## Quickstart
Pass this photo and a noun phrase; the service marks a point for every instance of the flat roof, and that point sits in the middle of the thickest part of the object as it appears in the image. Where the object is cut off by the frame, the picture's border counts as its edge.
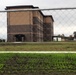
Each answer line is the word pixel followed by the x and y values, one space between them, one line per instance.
pixel 27 6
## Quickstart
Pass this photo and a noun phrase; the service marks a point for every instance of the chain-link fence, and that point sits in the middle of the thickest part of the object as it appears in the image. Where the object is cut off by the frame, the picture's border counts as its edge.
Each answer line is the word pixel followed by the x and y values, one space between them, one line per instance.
pixel 37 25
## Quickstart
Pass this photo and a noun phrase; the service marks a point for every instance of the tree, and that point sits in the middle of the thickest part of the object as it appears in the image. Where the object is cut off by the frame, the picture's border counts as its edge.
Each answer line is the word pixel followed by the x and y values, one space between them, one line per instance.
pixel 74 34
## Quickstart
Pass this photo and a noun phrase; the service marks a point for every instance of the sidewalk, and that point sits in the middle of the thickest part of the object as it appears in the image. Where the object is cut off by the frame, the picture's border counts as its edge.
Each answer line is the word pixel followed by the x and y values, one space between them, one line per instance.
pixel 37 51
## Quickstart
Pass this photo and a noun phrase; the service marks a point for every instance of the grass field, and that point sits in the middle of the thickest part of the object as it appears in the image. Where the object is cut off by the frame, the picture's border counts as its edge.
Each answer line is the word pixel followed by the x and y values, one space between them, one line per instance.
pixel 37 64
pixel 45 46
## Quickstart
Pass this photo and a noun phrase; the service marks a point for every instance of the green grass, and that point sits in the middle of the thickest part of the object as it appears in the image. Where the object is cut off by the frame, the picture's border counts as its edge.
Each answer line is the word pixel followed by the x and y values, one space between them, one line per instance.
pixel 45 46
pixel 37 64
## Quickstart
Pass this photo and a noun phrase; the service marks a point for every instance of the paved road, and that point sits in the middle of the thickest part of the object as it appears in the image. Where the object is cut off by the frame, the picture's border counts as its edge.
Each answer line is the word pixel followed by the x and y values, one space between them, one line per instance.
pixel 37 51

# # # #

◆ Exercise prompt: Express every line of the entries above as a JSON list of strings, one string per line, with blank lines omitted. Leave the pictures out.

◆ Task output:
[
  "## Quickstart",
  "Pass this photo and a noun phrase; the service marks a point for every instance of the flat roof, and that point sits in the middle of the thickest part of the object as it appears in the image. Where the object is cut off by the frame, the picture's border counts as its edge.",
  "Each answer line is the word pixel followed by the x and y values, one space between them, one line per instance.",
  "pixel 27 6",
  "## Quickstart",
  "Pass this photo and a noun phrase; the service marks a point for every instance of the chain-link fence, and that point sits in the middle of the thickest part of the object as it appears in the image. Where the object is cut off by the frame, the picture's border counts as its edge.",
  "Each answer line is the word pixel followed by the x and y values, one space between them, one line per instance.",
  "pixel 37 25",
  "## Quickstart",
  "Pass this photo and a noun phrase; the service marks a point for every instance of the tree, and that point sits in the middle of the thickest part of the object as it appears in the image. Where the object is cut off by the frame, the picture's border counts as its edge.",
  "Each answer line is the word pixel followed by the x and y values, one space between them, one line per instance.",
  "pixel 74 34",
  "## Quickstart",
  "Pass this photo and a noun phrase; the service marks a point for every instance of the sidewalk, and that point sits in the middle of the thickest part of the object as it appears in the image. Where the object is cut off by the frame, the picture's border counts as its edge.",
  "Each answer line is the word pixel followed by the x and y values, one space between them, one line per instance.",
  "pixel 37 51",
  "## Quickstart",
  "Pass this photo and a noun phrase; the service marks a point for every instance of the grass field, and that point sits in the middle of the thickest part of the object as it appears in the image. Where the object is cut off by the frame, the picture's border counts as its edge.",
  "Each answer line is the word pixel followed by the x and y values, one space between them, one line per instance.",
  "pixel 37 64",
  "pixel 45 46",
  "## Quickstart",
  "Pass this photo and a noun phrase; the service marks a point for every instance of the green grass, and that point sits in the middle of the thickest part of the object as it appears in the image. Where the object is cut off by the frame, the picture's border counts as its edge.",
  "Each answer line is the word pixel followed by the x and y values, one space between them, one line per instance.",
  "pixel 45 46",
  "pixel 37 64",
  "## Quickstart",
  "Pass this photo and a noun phrase; the service marks a point for every instance of the paved road, and that point sits in the middle of the thickest part of the object as it appears in the image. Where the object is cut off by the frame, the picture's border counts as its edge.",
  "Each answer line is the word pixel followed by the x and y values, one space between them, one line per instance.",
  "pixel 37 51"
]